---------- Selection ----------

CIPRA regularly organises activities such as seminars and conferences that attract infrastructure professionals, government workers, and workers from diverse industries in the private sector. These events are a great forum to share knowledge on economic and infrastructure development. The events also present a valuable networking opportunity for participants.

Contact us for a list of seminars we have to offer for 2015 and for bespoke programmes tailored for your organisational needs.​


High Level Forum On Nigeria’s Energy Future​

Lagos Business School’s Centre for Infrastructure, Policy, Regulation and Advancement (CIPRA) and Heinrich Böll Foundation organized a High-Level Forum to discuss Nigeria’s Energy Future. The event took place at the Lagos Business School, on April 28, 2015 and brought together international and national energy experts including Hans Verolme- Senior Strategic Climate Adviser; Christine K- Director, Heinrich Böll Foundation; Batchi Baldeh- Senior Vice President Power, Africa Finance Corporation; Ayodele Oni- Lawyer and Energy Expert, Banwo & Ighodalo; and Hannah Kabir-CEO, Creeds Energy among others.

At the forum, Dr. Ijeoma Nwagwu of CIPRA, Lagos Business School said that detailed concepts and policies for the required massive increase in electricity supplies have hardly been discussed in public in Nigeria, even during the recent election campaigns, and “this time of transition is the perfect opportunity for renewed, hopeful and strategic focus on energy poverty in Nigeria.” According to Dr. Nwagwu, “If it is to make gains on its commitment to create jobs, address insecurity and corruption in Nigeria, the new government must deal with the reality that 80% of Nigerians lack stable power supply and 2/3rds of Africans, mainly in the rural areas, live without electricity.”

---------- Extracted entries ----------

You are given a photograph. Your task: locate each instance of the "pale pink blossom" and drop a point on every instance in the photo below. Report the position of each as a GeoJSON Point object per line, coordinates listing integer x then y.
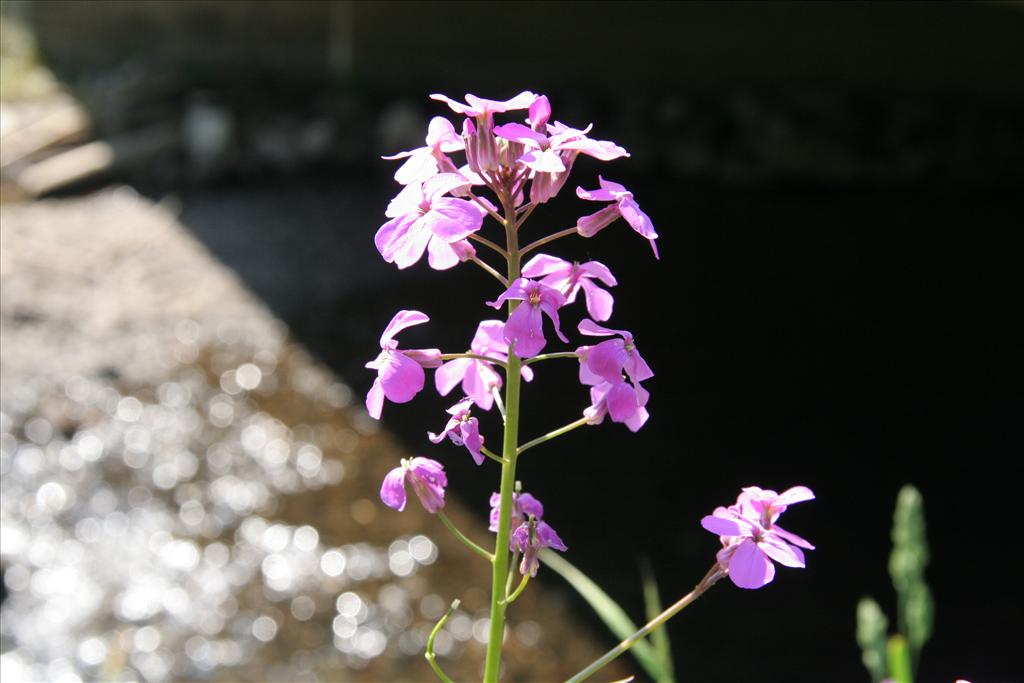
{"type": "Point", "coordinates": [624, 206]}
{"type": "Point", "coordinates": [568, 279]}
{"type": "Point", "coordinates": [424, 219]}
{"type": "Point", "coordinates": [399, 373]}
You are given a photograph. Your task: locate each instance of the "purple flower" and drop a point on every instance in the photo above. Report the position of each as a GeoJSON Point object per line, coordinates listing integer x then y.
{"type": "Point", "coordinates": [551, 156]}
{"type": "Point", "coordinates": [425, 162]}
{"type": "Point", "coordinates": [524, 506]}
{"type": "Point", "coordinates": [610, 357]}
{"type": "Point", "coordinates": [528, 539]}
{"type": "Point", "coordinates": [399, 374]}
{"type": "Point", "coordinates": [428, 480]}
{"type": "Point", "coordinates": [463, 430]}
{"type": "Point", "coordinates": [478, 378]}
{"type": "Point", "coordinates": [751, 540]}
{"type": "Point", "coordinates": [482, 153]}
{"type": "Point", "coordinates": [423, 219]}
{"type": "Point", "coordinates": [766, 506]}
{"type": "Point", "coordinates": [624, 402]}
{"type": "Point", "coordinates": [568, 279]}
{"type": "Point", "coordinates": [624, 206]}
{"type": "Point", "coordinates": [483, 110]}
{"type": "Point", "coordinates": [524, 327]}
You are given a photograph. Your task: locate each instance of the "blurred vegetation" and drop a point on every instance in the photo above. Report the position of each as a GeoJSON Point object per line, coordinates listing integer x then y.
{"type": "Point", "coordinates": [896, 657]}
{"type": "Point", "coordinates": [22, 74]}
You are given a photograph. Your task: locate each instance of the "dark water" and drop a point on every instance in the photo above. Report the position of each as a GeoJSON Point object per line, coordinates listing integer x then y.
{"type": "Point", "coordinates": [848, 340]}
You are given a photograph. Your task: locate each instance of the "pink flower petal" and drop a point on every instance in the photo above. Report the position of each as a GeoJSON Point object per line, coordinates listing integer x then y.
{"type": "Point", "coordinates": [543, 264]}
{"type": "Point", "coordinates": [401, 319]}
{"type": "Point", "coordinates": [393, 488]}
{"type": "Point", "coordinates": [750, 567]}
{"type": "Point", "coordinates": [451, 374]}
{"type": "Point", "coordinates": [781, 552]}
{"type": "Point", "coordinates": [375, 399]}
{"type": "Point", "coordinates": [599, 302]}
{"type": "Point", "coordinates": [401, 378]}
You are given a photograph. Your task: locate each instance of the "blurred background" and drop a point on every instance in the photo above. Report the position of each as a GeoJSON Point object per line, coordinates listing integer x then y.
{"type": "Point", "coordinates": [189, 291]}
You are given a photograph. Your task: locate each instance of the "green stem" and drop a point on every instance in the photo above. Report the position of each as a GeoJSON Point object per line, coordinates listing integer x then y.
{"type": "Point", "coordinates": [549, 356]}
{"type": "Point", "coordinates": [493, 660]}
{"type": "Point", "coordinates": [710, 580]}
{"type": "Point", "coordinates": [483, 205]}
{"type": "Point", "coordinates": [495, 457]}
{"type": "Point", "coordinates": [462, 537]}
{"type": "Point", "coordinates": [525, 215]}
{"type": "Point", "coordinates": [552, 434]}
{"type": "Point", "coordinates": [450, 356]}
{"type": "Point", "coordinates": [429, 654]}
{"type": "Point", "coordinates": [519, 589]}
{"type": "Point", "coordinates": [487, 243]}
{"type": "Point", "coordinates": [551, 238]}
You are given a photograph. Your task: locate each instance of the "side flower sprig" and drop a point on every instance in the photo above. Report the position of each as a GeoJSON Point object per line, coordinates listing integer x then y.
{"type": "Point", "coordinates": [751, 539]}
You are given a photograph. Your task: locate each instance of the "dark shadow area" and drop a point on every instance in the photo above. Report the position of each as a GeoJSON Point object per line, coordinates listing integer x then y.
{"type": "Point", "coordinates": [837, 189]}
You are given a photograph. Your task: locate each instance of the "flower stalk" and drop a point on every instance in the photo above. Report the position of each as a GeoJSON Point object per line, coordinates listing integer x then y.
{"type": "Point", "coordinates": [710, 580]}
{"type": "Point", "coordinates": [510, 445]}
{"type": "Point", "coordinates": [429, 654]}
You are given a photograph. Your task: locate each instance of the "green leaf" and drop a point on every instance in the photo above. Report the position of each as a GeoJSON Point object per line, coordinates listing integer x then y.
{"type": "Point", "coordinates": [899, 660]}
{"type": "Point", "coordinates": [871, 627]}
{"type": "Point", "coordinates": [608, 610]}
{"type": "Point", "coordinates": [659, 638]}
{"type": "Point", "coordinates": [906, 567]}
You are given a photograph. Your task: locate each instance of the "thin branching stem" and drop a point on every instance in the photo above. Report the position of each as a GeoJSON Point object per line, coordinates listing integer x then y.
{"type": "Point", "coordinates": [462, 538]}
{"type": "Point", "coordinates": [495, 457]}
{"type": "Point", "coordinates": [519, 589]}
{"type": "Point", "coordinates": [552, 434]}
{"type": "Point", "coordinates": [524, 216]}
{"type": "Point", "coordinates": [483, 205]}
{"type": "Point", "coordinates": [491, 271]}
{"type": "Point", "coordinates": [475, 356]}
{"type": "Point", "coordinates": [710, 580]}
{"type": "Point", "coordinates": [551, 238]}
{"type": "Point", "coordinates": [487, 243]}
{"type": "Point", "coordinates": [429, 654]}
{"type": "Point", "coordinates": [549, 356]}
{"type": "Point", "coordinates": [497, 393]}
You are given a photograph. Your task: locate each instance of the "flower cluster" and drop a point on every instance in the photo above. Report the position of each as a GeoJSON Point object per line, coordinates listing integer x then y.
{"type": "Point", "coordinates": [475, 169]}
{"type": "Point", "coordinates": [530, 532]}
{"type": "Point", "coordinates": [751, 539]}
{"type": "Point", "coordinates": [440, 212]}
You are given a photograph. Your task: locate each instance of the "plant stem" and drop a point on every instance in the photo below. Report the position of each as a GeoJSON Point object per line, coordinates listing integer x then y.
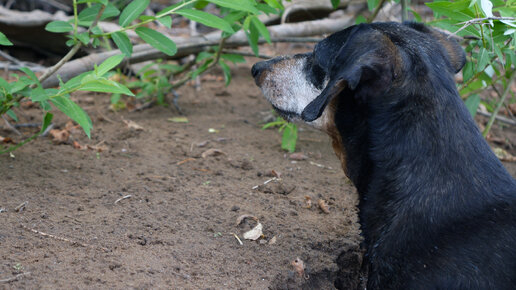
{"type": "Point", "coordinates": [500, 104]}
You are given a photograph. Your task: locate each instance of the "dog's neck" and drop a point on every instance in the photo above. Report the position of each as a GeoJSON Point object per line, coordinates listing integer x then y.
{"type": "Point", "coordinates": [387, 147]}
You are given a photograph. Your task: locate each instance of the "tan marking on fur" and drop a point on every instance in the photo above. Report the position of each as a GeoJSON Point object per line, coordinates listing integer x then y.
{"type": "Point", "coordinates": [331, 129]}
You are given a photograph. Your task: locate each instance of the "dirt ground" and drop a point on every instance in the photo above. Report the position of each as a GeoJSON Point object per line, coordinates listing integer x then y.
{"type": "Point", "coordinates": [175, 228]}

----------
---------- Extracted entries ----------

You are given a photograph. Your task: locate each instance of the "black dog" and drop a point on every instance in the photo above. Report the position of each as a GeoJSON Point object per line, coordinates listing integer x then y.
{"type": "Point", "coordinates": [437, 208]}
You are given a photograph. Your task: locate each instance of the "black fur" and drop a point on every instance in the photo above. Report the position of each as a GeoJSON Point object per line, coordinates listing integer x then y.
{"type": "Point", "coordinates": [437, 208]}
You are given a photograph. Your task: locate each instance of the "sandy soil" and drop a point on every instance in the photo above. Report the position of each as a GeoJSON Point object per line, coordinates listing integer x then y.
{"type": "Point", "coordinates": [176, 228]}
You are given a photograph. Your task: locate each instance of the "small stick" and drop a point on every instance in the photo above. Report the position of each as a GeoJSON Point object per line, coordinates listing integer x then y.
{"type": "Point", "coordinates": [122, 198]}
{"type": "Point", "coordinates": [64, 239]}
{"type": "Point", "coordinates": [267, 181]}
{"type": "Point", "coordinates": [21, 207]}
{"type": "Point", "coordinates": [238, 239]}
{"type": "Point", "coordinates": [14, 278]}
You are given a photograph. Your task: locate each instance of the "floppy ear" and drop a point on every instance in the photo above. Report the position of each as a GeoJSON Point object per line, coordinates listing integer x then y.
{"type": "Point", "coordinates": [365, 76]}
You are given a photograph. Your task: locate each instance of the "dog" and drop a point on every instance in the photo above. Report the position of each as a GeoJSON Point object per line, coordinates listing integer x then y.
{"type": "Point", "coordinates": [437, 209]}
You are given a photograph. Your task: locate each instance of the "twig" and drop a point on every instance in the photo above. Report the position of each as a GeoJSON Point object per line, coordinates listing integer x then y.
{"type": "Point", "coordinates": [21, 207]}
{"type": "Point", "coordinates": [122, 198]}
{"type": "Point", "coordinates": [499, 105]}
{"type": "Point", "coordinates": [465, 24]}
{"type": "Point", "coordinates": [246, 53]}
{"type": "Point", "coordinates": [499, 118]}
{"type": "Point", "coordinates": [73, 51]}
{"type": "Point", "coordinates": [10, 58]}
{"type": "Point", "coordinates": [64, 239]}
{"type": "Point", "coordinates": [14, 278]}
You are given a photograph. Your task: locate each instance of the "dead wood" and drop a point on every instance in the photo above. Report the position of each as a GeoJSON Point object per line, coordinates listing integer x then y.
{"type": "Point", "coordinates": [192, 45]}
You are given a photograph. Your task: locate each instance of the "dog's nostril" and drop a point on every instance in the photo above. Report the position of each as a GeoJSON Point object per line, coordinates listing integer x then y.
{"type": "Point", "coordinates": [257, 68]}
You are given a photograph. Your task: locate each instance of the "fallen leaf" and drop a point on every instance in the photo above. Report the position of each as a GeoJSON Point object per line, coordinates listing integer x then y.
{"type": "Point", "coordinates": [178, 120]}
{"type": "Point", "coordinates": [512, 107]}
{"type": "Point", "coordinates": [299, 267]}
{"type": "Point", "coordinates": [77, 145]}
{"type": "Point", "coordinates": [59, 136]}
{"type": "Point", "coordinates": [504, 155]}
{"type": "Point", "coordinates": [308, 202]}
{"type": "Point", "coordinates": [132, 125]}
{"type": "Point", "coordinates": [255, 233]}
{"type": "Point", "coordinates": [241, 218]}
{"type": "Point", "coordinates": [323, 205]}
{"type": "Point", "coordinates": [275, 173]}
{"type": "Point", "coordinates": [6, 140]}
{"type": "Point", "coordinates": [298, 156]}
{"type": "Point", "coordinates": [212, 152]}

----------

__Work instructions__
a) Decide whether each statement below agrees with the CIPRA text, answering yes or no and quoting the deciding words of the text.
(i) The forum on Nigeria's energy future was held at the Lagos Business School on April 28, 2015.
(ii) CIPRA organized the forum on its own.
(iii) Dr. Nwagwu said detailed policies for increasing electricity supplies were widely debated during the recent election campaigns.
b) Answer these questions using the CIPRA text.
(i) What kinds of activities does CIPRA regularly organize?
(ii) What position and organization are given for Batchi Baldeh?
(iii) According to Dr. Nwagwu, what percentage of Nigerians lack stable power supply?
c) Carry the CIPRA text on Nigeria's energy forum forward from its final sentence.

__Answers by task__
a)
(i) Yes: "The event took place at the Lagos Business School, on April 28, 2015"
(ii) No: "Lagos Business School’s Centre for Infrastructure, Policy, Regulation and Advancement (CIPRA) and Heinrich Böll Foundation organized a High-Level Forum"
(iii) No: "detailed concepts and policies for the required massive increase in electricity supplies have hardly been discussed in public in Nigeria, even during the recent election campaigns"

b)
(i) Seminars and conferences.
(ii) Senior Vice President Power, Africa Finance Corporation.
(iii) 80%.

c)
Christine K, Nigeria Director of the Heinrich Boll Foundation said, “Most Nigerian experts favor an expansion of the national grid, fed by power from fossil fuels such as oil and gas. Given that the infrastructural choices taken today will lock Nigeria onto a certain energy pathway for the next 30 to 50 years, a wider discussion of the implications of these infrastructural choices is necessary,” today, given the context of global warming from CO2 emissions and a changing global energy and energy investment landscape.

In his presentation, the keynote speaker Hans Verolme emphasized the role of energy as the backbone of Nigeria’s economic, social, environmental development. He further discussed Nigeria’s energy future in a global context of CO2 emission reductions and the country’s energy options (solar, hydro, etc.) A panel of energy experts (Oni, Baldeh, Verolme & Kabir) then engaged the audience and identified hydro and gas as having the highest potential to ensure clean, reliable and affordable energy for Nigeria. They agreed that for Nigeria to have a functional energy mix, collaboration is required from key policy and decision makers in the public and private sectors.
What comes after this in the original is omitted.